To do ->
Find each line in the records below that contains the string "negative" and copy those lines; case counts.

--- START ---

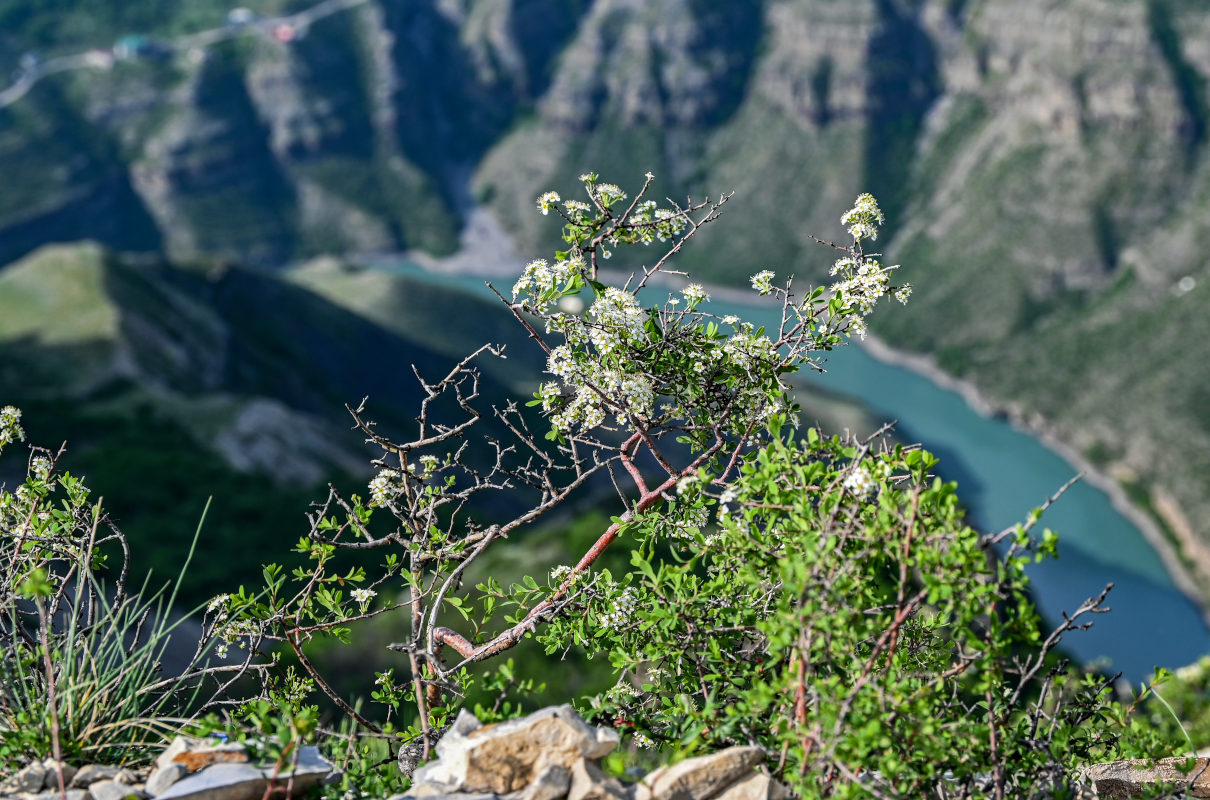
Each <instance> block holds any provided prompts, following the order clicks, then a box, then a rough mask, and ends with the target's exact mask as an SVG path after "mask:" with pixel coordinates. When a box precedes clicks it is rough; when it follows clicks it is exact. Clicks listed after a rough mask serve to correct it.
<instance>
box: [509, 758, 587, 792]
mask: <svg viewBox="0 0 1210 800" xmlns="http://www.w3.org/2000/svg"><path fill="white" fill-rule="evenodd" d="M571 775H572V773H571V772H570V771H569V770H567V767H565V766H563V765H561V764H548V765H547V766H546V769H545V770H542V772H540V773H538V776H537V777H536V778H534V782H532V783H530V784H529V785H528V787H525V788H524V789H519V790H518V792H513V793H512V794H509V795H507V796H506V798H505V800H559V798H561V796H564V795H566V794H567V789H569V788H570V787H571Z"/></svg>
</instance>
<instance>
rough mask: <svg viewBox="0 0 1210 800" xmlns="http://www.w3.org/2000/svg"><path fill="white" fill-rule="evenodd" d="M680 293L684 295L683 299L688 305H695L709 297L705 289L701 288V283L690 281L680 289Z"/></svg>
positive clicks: (701, 284)
mask: <svg viewBox="0 0 1210 800" xmlns="http://www.w3.org/2000/svg"><path fill="white" fill-rule="evenodd" d="M681 294H684V295H685V301H686V303H687V304H688V305H690V306H695V305H697V304H698V303H702V301H703V300H709V299H710V295H709V294H707V293H705V289H703V288H702V284H701V283H690V284H688V286H686V287H685V288H684V289H681Z"/></svg>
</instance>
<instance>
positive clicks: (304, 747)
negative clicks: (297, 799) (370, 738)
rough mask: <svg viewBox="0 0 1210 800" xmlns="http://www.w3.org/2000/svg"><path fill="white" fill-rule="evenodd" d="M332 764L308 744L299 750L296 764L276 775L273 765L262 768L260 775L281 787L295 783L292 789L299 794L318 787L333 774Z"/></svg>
mask: <svg viewBox="0 0 1210 800" xmlns="http://www.w3.org/2000/svg"><path fill="white" fill-rule="evenodd" d="M332 770H333V767H332V762H330V761H328V759H325V758H323V756H322V755H321V754H319V748H318V747H316V746H313V744H307V746H304V747H301V748H299V758H298V761H296V762H293V764H289V762H288V764H286V765H283V767H282V769H281V770H278V771H277V773H276V775H275V772H273V765H269V766H266V767H261V770H260V773H261V775H263V776H265V778H267V779H270V781H273V782H275V783H276V784H277V785H281V787H284V785H286V783H287V782H293V783H292V785H290V788H292V789H293V792H294V793H299V792H306V790H307V789H310V788H311V787H315V785H318V784H319V783H321V782H322V781H323V779H324V778H325V777H328V775H330V773H332Z"/></svg>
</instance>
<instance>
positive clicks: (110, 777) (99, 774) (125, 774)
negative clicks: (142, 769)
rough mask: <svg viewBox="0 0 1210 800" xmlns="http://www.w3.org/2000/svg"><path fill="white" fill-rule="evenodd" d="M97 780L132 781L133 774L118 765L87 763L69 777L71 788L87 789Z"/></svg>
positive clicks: (131, 782) (129, 781)
mask: <svg viewBox="0 0 1210 800" xmlns="http://www.w3.org/2000/svg"><path fill="white" fill-rule="evenodd" d="M98 781H121V782H122V783H134V776H133V775H131V773H129V772H128V771H127V770H123V769H122V767H119V766H109V765H104V764H88V765H85V766H82V767H80V769H79V770H77V771H76V773H75V777H73V778H71V788H73V789H87V788H88V787H91V785H92V784H93V783H97V782H98Z"/></svg>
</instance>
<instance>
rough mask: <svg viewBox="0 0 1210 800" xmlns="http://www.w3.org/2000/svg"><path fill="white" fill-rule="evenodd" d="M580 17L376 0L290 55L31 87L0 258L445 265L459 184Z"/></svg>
mask: <svg viewBox="0 0 1210 800" xmlns="http://www.w3.org/2000/svg"><path fill="white" fill-rule="evenodd" d="M576 8H577V6H576V4H574V2H538V1H535V0H517V1H515V2H512V4H482V7H480V6H469V7H465V8H459V7H456V5H455V4H437V2H408V4H397V2H382V4H373V2H368V4H363V5H359V6H355V7H352V8H350V10H347V11H344V12H340V13H335V15H332V16H328V17H324V18H322V19H319V21H317V22H315V23H313V24H311V25H309V27H306V28H305V29H302V30H300V34H301V35H300V38H299V39H296V40H295V41H293V42H290V44H282V42H278V41H275V40H273V39H271V38H267V36H255V35H250V34H249V35H248V36H243V38H236V39H232V40H230V41H225V42H220V44H215V45H211V46H208V47H194V48H181V50H180V51H179V52H177V53H174V54H172V56H171V57H163V58H152V57H149V58H145V59H143V61H138V62H133V63H131V62H126V63H122V62H119V63H117V64H116V65H114V67H113V68H110V69H100V68H96V69H92V70H74V71H70V73H64V74H62V75H57V76H54V77H52V79H47V80H42V81H41V82H40V84H39V85H38V86H36V87H35V88H34V90H33V91H31V92H30V93H29V94H28V96H27V97H24V98H22V99H21V100H19V102H18V103H16V104H13V105H10V107H7V108H5V109H2V110H0V173H2V174H5V175H6V177H7V178H8V180H6V184H5V186H4V189H2V190H0V261H7V260H11V259H12V258H16V257H18V255H21V254H23V253H25V252H28V251H29V249H33V248H34V247H36V246H38V244H40V243H45V242H47V241H62V240H74V238H86V237H87V238H98V240H100V241H104V242H106V243H111V244H114V246H116V247H120V248H123V249H149V251H155V249H163V251H166V252H167V253H168V254H171V255H173V257H175V258H192V257H195V255H208V257H218V258H226V259H241V260H253V261H281V260H286V259H289V258H293V257H296V255H300V254H307V253H315V252H339V251H386V249H392V251H393V249H401V248H404V247H417V248H422V249H428V251H434V252H442V251H449V249H451V248H453V247H454V246H455V244H456V234H457V226H459V213H457V206H459V202H460V196H459V191H460V188H461V186H462V184H465V175H466V173H467V171H468V169H469V167H471V166H472V165H474V163H476V161H477V160H478V159H479V156H480V155H482V154H483V152H484V151H485V150H486V148H488V146H489V145H490V144H491V142H492V140H494V139H495V138H496V137H499V136H500V134H501V133H502V132H503V131H505V130H506V127H507V126H508V125H509V123H511V122H512V120H513V117H514V116H515V114H517V113H518V110H519V109H522V108H524V107H525V105H526V104H528V103H530V102H531V100H532V98H534V97H535V92H537V91H541V90H542V88H545V84H543V81H545V75H546V74H547V68H548V63H549V58H551V57H553V54H554V53H555V52H557V51H558V48H559V44H560V41H561V36H565V35H566V34H567V33H570V30H571V29H572V25H574V22H575V13H576ZM529 40H534V41H536V42H541V46H538V47H532V48H531V47H529V46H524V47H523V45H528V42H529ZM543 48H545V50H543Z"/></svg>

--- END ---

Response area ->
negative clicks: (297, 799) (370, 738)
negative clicks: (142, 769)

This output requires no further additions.